» Material provided
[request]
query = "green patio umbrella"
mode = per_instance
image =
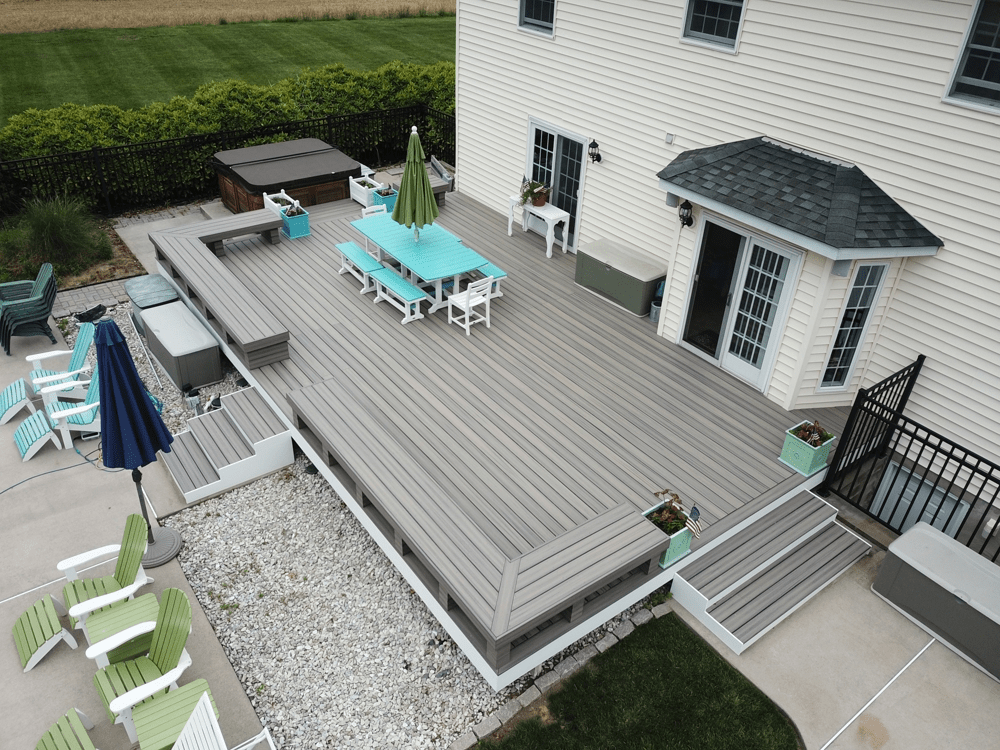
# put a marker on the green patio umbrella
(415, 204)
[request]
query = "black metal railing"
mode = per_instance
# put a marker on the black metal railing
(900, 472)
(118, 179)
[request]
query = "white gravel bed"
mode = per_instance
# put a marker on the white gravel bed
(332, 646)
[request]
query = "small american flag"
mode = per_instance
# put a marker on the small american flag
(693, 523)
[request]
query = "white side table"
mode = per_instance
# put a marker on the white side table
(548, 213)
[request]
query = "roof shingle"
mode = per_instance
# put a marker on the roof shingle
(831, 203)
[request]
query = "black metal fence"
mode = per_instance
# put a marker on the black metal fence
(118, 179)
(900, 472)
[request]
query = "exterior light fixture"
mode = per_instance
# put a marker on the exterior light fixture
(684, 212)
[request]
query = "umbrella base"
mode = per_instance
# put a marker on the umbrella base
(166, 544)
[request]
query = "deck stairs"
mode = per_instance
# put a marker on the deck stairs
(222, 449)
(748, 583)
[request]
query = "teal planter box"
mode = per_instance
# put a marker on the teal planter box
(389, 201)
(802, 457)
(680, 542)
(295, 226)
(680, 545)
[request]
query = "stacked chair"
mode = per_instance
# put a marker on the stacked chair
(25, 307)
(140, 647)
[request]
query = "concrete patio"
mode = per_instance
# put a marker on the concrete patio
(59, 504)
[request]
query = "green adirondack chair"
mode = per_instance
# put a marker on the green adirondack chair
(69, 733)
(85, 595)
(127, 684)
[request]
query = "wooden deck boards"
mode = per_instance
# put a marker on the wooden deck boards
(565, 410)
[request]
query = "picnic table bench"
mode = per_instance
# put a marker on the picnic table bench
(250, 330)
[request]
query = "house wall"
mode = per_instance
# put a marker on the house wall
(860, 81)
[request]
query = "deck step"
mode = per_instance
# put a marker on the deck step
(758, 544)
(242, 441)
(251, 413)
(220, 436)
(775, 592)
(188, 464)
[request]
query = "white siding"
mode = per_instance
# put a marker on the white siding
(860, 81)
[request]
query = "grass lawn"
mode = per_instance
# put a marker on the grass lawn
(133, 67)
(662, 687)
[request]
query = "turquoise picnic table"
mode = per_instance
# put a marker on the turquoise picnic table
(436, 256)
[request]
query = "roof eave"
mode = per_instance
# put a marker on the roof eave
(676, 194)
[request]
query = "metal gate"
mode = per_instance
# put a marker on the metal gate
(900, 472)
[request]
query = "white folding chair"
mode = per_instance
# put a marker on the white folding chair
(477, 293)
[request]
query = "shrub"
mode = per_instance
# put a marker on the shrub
(61, 232)
(230, 105)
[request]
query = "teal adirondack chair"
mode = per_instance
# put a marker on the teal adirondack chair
(86, 595)
(127, 684)
(69, 733)
(40, 377)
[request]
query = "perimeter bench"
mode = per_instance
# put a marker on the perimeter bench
(399, 293)
(216, 231)
(255, 335)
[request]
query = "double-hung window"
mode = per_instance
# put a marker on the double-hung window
(978, 74)
(716, 22)
(538, 15)
(853, 324)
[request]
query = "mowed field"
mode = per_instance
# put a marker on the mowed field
(21, 16)
(131, 66)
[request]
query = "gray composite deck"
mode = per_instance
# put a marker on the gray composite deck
(514, 463)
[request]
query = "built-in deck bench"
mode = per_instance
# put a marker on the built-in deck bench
(234, 312)
(215, 232)
(500, 600)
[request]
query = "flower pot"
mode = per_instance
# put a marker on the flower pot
(801, 456)
(389, 200)
(362, 189)
(680, 542)
(295, 226)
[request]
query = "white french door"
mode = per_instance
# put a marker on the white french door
(739, 299)
(555, 157)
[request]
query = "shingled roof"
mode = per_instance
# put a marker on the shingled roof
(834, 204)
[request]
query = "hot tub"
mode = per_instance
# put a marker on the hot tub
(947, 589)
(308, 169)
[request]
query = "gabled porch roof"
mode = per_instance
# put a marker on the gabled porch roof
(826, 206)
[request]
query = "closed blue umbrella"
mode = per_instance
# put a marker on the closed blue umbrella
(131, 429)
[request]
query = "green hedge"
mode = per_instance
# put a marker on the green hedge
(230, 105)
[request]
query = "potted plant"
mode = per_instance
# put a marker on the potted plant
(806, 448)
(384, 195)
(535, 192)
(669, 516)
(362, 189)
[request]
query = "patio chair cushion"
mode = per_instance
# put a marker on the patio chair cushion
(37, 631)
(69, 733)
(14, 398)
(160, 721)
(32, 435)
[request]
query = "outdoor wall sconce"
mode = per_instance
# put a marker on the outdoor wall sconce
(684, 212)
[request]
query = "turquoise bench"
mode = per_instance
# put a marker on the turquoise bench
(399, 293)
(358, 263)
(490, 269)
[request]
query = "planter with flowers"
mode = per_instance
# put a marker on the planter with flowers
(806, 448)
(680, 525)
(294, 218)
(536, 193)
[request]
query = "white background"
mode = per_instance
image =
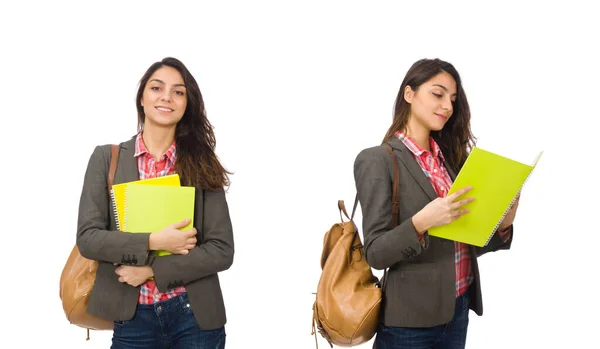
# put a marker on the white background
(295, 90)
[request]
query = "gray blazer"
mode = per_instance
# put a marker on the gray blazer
(420, 290)
(98, 239)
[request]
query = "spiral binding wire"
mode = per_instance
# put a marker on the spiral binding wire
(508, 208)
(125, 209)
(114, 207)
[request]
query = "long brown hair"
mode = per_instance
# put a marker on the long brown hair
(455, 139)
(196, 162)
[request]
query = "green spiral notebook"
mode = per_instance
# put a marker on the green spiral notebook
(150, 208)
(496, 182)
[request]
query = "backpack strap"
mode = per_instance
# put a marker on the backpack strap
(114, 156)
(395, 203)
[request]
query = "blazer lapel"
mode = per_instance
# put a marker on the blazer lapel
(450, 170)
(413, 167)
(127, 167)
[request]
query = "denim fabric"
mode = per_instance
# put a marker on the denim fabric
(452, 335)
(166, 324)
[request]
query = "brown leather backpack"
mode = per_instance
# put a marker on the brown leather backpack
(349, 297)
(78, 277)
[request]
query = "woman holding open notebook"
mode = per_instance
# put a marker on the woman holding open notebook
(431, 282)
(171, 301)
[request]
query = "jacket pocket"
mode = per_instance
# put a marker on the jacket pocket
(415, 296)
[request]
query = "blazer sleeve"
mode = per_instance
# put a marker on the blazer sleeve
(212, 255)
(384, 246)
(94, 240)
(496, 243)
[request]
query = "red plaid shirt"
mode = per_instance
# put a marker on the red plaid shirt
(149, 168)
(432, 164)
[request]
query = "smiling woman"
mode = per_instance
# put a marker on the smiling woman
(173, 300)
(432, 282)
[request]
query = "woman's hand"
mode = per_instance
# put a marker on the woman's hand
(441, 211)
(134, 275)
(173, 240)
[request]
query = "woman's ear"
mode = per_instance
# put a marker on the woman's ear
(408, 94)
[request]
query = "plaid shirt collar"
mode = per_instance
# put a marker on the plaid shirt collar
(417, 150)
(140, 149)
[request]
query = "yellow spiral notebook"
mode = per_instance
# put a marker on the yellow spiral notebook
(496, 182)
(118, 193)
(150, 208)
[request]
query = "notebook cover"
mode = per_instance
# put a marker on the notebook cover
(496, 182)
(150, 208)
(118, 193)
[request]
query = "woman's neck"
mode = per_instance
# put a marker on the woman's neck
(158, 139)
(418, 133)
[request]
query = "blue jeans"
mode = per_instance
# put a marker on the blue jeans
(452, 335)
(166, 324)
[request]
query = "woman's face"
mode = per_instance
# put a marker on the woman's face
(431, 105)
(164, 98)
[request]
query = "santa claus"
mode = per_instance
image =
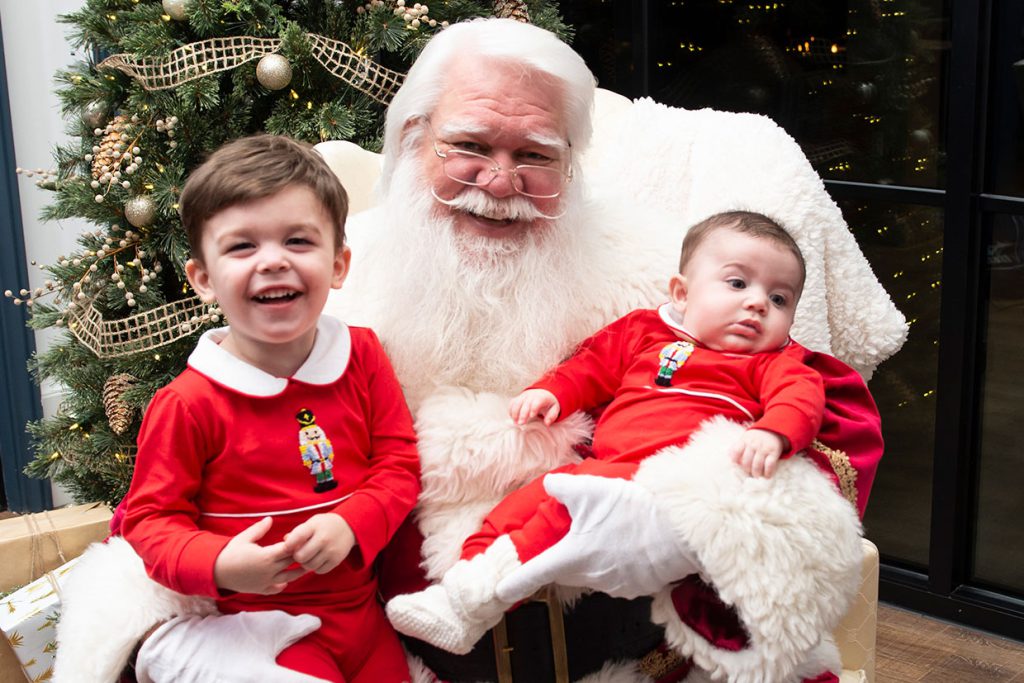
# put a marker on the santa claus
(488, 258)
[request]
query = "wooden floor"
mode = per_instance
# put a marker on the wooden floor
(911, 647)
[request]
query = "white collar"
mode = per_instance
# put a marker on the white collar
(665, 311)
(327, 361)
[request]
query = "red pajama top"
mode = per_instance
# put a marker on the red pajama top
(662, 384)
(225, 444)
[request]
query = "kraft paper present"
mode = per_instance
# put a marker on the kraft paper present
(32, 545)
(28, 620)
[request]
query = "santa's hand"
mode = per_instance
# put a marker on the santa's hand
(229, 648)
(620, 543)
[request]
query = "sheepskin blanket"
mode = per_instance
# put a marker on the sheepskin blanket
(719, 161)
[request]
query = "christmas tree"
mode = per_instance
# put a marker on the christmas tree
(169, 82)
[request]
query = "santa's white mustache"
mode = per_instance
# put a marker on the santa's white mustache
(479, 203)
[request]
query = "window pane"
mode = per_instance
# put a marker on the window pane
(999, 539)
(1006, 110)
(904, 247)
(855, 82)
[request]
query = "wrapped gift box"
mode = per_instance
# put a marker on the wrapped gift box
(28, 619)
(31, 545)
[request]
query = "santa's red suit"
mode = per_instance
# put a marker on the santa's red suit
(225, 444)
(662, 384)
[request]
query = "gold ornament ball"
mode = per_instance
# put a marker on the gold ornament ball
(94, 114)
(176, 9)
(140, 210)
(273, 72)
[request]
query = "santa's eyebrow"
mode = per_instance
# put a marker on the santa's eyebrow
(469, 127)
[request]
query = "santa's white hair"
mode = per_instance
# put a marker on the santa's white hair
(502, 40)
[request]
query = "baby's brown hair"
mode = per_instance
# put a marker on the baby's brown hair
(254, 167)
(744, 222)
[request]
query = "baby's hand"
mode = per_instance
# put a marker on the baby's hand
(321, 543)
(758, 452)
(532, 402)
(245, 566)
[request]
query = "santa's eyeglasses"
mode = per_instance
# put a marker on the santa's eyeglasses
(543, 180)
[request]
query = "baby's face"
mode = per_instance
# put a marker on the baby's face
(738, 293)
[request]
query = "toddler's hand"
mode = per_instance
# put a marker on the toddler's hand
(245, 566)
(321, 543)
(758, 452)
(532, 402)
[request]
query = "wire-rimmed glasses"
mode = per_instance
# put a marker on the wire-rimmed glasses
(470, 168)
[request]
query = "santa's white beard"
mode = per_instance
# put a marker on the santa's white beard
(485, 313)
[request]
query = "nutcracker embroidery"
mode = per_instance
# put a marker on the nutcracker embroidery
(316, 452)
(670, 359)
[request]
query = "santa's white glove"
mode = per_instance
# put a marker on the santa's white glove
(620, 543)
(227, 648)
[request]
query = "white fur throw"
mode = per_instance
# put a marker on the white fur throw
(784, 552)
(718, 161)
(108, 603)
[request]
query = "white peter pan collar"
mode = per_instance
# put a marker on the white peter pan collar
(665, 312)
(327, 361)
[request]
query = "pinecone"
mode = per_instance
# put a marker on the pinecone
(512, 9)
(119, 413)
(108, 155)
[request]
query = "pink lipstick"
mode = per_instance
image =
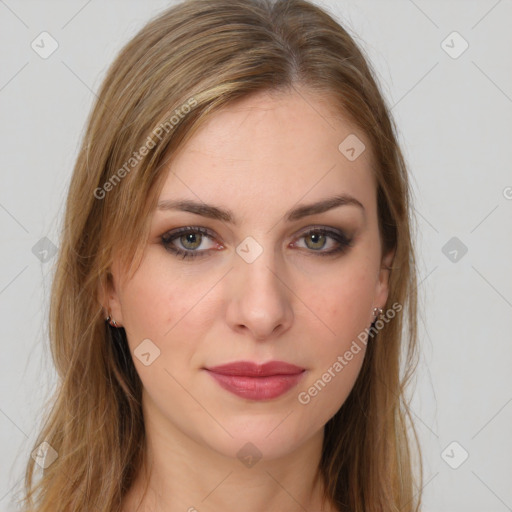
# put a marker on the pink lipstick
(257, 382)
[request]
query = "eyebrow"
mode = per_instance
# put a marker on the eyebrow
(218, 213)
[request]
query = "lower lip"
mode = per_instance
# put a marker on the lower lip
(257, 388)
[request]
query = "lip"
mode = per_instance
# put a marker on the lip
(257, 382)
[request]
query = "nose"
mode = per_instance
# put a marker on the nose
(259, 298)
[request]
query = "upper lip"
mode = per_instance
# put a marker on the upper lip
(251, 369)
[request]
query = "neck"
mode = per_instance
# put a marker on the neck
(182, 474)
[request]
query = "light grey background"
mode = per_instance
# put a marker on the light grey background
(455, 122)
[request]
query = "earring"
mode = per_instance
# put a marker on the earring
(110, 320)
(377, 312)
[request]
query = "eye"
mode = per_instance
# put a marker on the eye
(190, 239)
(319, 237)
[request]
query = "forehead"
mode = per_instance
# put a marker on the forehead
(265, 153)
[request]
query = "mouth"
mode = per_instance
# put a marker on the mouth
(253, 381)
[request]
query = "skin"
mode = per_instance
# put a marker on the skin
(258, 158)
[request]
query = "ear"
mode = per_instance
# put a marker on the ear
(382, 287)
(109, 299)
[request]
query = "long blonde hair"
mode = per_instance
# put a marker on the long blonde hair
(182, 67)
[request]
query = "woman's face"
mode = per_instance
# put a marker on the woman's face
(261, 286)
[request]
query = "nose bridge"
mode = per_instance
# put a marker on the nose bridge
(260, 299)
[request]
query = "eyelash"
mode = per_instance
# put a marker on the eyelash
(167, 239)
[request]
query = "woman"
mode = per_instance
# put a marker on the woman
(235, 274)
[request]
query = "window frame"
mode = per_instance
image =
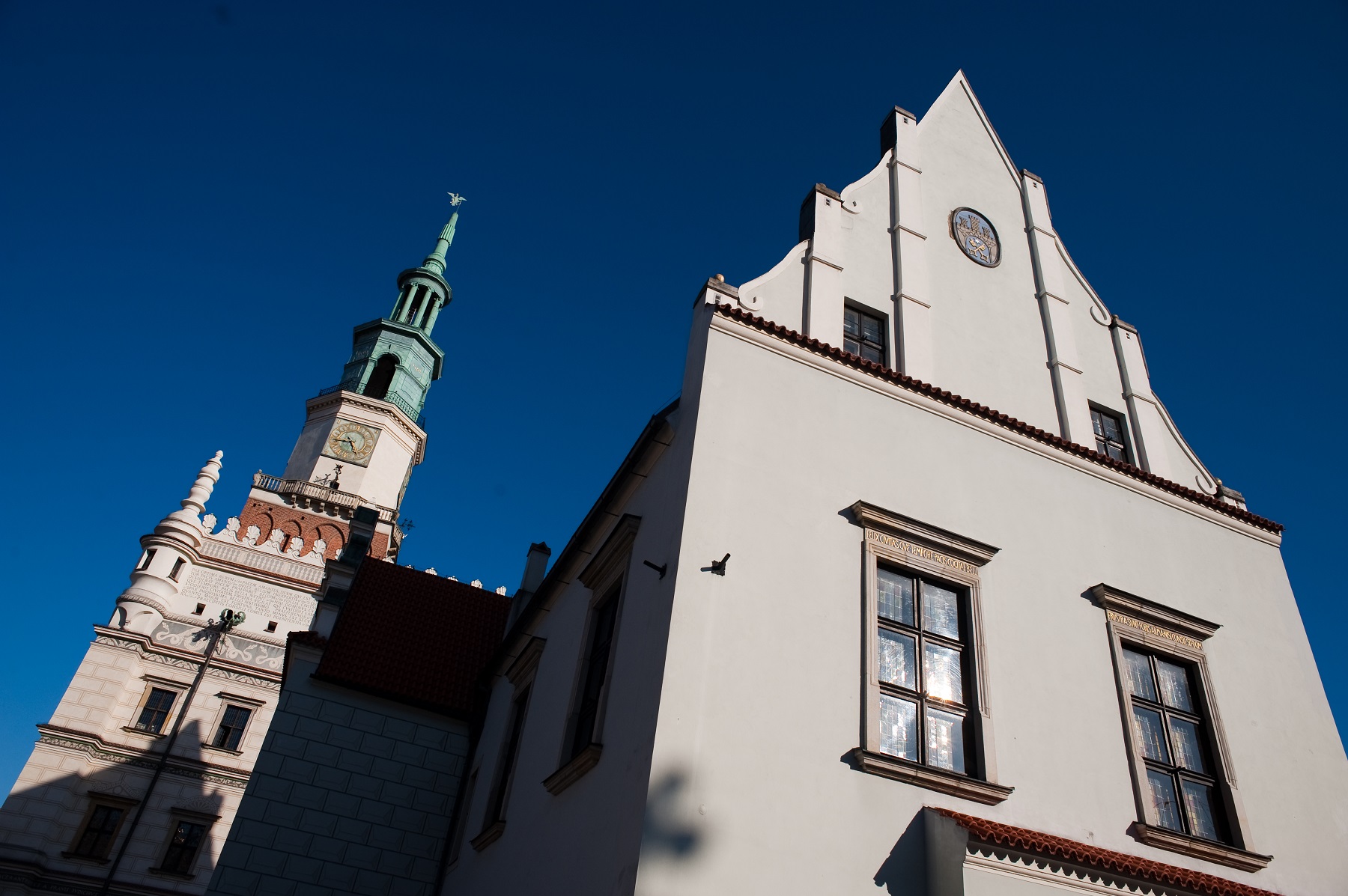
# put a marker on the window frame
(178, 817)
(228, 700)
(506, 769)
(929, 552)
(606, 577)
(96, 799)
(1125, 433)
(1162, 633)
(849, 305)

» Objective
Pull out each line of the material that contains the string "stairs".

» Output of the exercise
query = "deck stairs"
# put a marker on the deck stairs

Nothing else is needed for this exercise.